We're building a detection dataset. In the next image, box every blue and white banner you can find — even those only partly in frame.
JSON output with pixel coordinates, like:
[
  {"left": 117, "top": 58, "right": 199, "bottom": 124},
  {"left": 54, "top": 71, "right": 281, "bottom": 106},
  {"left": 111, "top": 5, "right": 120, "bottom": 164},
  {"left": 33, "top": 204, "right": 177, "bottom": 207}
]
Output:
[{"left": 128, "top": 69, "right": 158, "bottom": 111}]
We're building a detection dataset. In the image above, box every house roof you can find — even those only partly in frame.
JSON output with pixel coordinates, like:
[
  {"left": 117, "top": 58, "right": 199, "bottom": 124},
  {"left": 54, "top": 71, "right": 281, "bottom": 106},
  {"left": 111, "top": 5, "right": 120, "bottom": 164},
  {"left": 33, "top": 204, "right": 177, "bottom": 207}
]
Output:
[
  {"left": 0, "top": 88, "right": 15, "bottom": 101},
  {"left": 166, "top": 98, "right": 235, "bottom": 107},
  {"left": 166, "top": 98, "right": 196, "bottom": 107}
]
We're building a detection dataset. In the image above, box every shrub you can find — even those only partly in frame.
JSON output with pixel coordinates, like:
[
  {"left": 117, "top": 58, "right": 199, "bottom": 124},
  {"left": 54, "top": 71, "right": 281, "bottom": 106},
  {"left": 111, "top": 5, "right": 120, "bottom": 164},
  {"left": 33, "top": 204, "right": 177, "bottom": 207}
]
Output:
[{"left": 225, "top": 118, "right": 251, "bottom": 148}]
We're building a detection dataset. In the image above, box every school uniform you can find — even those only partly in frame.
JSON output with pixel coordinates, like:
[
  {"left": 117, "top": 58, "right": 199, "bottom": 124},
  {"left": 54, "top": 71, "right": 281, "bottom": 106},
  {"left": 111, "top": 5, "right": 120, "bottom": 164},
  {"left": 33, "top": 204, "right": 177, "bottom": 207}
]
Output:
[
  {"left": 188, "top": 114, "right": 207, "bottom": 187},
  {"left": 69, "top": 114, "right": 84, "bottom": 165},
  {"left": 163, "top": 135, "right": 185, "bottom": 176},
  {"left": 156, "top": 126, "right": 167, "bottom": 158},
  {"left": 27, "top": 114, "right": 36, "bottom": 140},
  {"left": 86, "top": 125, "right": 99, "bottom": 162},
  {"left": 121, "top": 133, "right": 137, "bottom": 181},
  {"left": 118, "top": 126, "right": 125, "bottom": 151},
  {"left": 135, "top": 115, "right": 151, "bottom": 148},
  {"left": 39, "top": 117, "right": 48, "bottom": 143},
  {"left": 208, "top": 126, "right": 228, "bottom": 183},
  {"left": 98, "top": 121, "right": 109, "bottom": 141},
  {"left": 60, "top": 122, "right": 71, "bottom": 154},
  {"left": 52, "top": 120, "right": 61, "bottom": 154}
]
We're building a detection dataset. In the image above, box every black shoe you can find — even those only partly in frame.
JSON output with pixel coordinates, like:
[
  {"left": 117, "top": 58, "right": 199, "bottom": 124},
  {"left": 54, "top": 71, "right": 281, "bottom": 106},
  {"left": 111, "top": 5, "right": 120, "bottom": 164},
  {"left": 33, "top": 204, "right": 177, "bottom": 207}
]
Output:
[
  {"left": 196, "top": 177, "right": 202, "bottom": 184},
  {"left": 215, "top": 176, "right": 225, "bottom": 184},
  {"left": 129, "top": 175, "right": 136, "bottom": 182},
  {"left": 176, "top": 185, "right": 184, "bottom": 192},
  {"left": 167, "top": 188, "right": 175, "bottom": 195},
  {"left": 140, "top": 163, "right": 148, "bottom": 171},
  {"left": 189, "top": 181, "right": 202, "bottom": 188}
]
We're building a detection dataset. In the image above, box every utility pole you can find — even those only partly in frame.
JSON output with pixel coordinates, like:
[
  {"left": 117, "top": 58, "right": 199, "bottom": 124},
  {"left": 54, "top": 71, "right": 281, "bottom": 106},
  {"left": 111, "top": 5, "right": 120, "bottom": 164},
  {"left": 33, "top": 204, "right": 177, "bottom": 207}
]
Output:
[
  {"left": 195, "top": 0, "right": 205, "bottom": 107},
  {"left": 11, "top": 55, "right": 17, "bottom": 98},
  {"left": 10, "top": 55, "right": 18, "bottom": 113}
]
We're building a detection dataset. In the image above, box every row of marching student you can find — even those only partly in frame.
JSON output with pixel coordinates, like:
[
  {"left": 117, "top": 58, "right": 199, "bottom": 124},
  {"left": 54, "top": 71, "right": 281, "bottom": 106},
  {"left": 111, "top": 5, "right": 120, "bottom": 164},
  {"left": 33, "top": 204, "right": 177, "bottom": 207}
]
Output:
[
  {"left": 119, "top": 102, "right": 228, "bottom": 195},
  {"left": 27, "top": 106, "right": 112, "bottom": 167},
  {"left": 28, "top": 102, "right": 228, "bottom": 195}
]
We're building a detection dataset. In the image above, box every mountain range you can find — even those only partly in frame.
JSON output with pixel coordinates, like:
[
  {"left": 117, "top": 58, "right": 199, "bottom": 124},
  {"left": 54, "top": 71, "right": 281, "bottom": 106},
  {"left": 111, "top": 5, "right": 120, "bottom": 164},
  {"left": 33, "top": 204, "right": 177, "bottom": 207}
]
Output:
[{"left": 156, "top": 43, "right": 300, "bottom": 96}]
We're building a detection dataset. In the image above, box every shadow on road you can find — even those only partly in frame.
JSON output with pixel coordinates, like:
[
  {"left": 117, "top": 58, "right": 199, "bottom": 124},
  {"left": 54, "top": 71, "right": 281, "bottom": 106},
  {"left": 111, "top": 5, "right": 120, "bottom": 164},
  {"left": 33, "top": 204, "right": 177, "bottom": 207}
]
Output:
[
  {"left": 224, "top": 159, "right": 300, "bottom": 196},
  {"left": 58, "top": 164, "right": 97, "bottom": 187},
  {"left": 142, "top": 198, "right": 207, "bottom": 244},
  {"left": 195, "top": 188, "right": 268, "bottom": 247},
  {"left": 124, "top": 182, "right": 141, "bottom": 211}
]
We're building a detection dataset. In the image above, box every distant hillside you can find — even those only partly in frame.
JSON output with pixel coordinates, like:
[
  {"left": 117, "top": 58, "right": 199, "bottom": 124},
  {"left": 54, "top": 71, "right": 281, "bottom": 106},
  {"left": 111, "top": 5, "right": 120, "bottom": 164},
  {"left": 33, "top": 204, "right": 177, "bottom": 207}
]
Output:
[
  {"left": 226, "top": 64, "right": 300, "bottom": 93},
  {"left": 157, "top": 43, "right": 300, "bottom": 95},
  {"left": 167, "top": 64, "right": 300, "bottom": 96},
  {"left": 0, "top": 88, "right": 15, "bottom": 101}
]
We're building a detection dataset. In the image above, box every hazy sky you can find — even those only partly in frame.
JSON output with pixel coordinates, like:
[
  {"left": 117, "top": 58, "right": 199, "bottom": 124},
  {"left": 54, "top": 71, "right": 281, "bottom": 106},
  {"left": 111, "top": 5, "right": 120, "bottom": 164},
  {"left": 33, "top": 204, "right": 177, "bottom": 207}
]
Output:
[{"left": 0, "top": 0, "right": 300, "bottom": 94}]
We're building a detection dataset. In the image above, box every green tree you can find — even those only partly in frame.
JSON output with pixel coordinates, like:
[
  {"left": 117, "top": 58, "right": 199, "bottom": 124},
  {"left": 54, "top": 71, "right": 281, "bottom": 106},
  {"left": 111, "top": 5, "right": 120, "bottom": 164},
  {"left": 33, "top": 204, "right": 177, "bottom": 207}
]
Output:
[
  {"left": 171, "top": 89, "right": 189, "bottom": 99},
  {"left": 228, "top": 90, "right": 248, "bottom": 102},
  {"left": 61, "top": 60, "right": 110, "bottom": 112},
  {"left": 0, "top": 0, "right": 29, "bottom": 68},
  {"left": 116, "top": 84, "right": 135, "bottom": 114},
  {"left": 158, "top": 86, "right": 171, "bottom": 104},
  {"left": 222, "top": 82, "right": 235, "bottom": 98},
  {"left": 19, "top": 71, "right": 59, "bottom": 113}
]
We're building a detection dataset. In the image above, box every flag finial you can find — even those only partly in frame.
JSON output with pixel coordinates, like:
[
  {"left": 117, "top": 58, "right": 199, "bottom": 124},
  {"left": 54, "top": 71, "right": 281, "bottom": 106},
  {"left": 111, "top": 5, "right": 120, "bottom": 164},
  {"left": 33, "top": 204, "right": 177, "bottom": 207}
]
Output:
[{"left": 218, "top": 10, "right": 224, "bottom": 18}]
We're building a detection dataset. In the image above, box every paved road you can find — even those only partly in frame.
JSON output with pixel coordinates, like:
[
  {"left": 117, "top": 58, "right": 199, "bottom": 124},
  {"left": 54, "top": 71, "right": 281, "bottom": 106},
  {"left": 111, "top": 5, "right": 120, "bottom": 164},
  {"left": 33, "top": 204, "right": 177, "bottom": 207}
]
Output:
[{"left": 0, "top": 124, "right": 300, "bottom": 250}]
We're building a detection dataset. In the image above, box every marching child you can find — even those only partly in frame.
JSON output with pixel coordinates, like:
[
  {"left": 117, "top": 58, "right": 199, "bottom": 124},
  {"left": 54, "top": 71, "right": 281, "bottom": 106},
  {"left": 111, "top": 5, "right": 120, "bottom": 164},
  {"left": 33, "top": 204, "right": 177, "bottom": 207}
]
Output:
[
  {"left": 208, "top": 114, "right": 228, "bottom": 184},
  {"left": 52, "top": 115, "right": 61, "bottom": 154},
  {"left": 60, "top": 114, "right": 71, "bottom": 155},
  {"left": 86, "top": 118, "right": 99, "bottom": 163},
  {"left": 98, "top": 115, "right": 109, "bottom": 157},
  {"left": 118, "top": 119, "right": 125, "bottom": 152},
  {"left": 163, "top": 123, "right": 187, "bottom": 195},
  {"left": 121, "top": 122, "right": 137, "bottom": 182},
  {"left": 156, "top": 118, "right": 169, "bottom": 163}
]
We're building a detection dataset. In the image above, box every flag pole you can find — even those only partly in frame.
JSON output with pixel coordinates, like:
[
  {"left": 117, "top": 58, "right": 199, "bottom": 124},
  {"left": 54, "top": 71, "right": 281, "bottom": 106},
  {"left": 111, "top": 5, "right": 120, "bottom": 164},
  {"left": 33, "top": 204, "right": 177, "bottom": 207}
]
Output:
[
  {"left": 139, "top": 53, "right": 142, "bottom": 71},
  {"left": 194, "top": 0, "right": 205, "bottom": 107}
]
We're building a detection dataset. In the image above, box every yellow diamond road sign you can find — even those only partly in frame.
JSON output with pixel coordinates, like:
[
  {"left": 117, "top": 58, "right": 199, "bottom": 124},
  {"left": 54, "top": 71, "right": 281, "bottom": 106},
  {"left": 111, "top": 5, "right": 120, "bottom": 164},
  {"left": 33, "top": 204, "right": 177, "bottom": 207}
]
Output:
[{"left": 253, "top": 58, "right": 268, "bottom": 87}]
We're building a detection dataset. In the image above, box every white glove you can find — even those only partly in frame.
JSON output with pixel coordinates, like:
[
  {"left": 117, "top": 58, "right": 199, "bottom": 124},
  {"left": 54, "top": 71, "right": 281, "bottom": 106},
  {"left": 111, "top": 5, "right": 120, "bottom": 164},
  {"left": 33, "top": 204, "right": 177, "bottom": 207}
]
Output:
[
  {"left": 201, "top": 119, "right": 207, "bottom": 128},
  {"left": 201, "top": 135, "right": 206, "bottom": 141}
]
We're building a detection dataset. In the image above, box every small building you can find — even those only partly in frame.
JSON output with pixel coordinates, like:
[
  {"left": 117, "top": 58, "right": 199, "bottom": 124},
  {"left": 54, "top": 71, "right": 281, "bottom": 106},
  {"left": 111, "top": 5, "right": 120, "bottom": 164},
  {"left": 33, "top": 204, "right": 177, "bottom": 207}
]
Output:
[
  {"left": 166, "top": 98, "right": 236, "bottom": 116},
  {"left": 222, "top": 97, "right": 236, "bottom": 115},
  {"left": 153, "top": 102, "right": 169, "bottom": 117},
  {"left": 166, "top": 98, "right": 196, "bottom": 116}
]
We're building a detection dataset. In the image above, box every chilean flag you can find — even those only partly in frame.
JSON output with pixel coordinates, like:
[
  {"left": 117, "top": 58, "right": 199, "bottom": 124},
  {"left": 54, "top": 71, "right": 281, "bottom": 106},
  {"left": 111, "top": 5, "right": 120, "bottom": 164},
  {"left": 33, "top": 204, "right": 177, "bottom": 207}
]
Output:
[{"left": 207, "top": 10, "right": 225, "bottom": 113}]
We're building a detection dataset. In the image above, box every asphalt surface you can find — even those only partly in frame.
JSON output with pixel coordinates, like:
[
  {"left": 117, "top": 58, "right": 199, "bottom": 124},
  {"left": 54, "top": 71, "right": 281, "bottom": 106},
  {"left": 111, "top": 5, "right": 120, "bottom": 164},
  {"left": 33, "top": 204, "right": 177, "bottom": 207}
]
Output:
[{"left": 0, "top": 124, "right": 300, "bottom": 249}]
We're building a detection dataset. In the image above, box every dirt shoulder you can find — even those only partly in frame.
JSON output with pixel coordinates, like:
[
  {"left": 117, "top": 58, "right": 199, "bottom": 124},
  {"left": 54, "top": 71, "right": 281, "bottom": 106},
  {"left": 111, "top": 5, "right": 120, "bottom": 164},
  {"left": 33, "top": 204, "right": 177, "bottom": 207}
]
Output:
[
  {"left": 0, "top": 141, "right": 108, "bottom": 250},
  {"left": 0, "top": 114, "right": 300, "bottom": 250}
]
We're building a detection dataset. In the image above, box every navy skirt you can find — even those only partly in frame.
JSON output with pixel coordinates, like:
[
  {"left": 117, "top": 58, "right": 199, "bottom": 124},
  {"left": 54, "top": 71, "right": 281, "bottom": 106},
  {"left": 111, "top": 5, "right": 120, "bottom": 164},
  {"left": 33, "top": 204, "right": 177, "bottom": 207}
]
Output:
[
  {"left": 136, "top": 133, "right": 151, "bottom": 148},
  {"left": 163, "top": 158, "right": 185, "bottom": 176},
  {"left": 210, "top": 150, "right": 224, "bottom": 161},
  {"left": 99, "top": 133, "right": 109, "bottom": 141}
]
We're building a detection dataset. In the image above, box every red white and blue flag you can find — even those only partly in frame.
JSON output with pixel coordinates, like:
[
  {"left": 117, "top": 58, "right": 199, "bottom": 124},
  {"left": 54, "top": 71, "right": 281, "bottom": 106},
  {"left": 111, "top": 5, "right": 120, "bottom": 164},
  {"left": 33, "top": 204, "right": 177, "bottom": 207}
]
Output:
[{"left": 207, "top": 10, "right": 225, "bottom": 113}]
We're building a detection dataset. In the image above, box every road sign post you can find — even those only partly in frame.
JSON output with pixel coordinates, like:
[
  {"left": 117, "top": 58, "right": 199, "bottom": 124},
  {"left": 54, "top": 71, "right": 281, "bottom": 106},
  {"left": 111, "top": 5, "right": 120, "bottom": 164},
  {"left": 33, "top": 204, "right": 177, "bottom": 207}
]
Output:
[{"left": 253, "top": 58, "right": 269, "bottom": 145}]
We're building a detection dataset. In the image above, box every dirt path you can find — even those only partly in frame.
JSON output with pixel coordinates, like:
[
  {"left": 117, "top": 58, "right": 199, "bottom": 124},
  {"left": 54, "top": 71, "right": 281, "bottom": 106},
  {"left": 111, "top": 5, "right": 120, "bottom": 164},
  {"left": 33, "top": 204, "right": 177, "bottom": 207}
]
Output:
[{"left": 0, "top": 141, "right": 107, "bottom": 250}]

◆ WORK TO COMPLETE:
Pull out every line of the items above that contains the word "blue" and list those lines in their original order.

◆ SOLUTION:
We're building a detection dataset. In the next image, box every blue and white banner you can find — even those only partly in frame.
We're building a detection dataset. In the image above, box every red white and blue flag you can find — even those only partly in frame.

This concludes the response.